Instructions for the task: Transcribe every line of the material below without altering a single character, and omit the picture from your transcription.

— START OF Extracted information —

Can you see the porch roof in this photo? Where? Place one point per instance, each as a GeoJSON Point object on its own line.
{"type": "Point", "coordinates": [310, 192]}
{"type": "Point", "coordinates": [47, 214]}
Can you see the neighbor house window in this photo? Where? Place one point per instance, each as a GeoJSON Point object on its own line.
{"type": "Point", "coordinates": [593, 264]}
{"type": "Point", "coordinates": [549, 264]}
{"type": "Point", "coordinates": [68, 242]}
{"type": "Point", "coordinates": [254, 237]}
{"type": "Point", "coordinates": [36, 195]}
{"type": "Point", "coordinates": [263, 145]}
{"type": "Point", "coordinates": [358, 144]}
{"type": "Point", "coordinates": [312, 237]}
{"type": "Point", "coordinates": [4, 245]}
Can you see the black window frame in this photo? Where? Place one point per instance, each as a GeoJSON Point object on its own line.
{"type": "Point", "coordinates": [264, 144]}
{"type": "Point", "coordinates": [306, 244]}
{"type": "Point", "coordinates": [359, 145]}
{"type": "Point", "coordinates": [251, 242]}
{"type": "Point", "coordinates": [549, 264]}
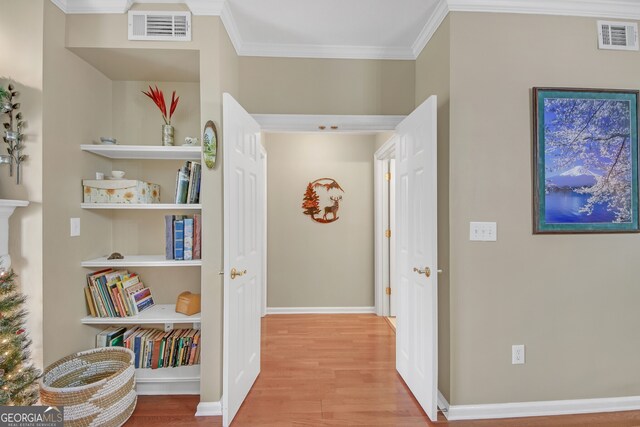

— END OF Extracted information —

Solved exercise:
Can you see the porch roof in this photo? Where? Place one point per instance, each as a GeoJSON Point object on its own line.
{"type": "Point", "coordinates": [310, 192]}
{"type": "Point", "coordinates": [47, 214]}
Can you see the neighbor house window in this photo? Where? Place one point per instance, each as a GeoJSON Point object on its own line.
{"type": "Point", "coordinates": [593, 264]}
{"type": "Point", "coordinates": [549, 264]}
{"type": "Point", "coordinates": [68, 242]}
{"type": "Point", "coordinates": [254, 237]}
{"type": "Point", "coordinates": [36, 195]}
{"type": "Point", "coordinates": [263, 145]}
{"type": "Point", "coordinates": [358, 144]}
{"type": "Point", "coordinates": [312, 237]}
{"type": "Point", "coordinates": [4, 245]}
Can you see the black window frame in this photo? Where? Place one point per instance, each as a GeoJSON Point object on its own line.
{"type": "Point", "coordinates": [264, 144]}
{"type": "Point", "coordinates": [306, 244]}
{"type": "Point", "coordinates": [359, 145]}
{"type": "Point", "coordinates": [251, 242]}
{"type": "Point", "coordinates": [549, 264]}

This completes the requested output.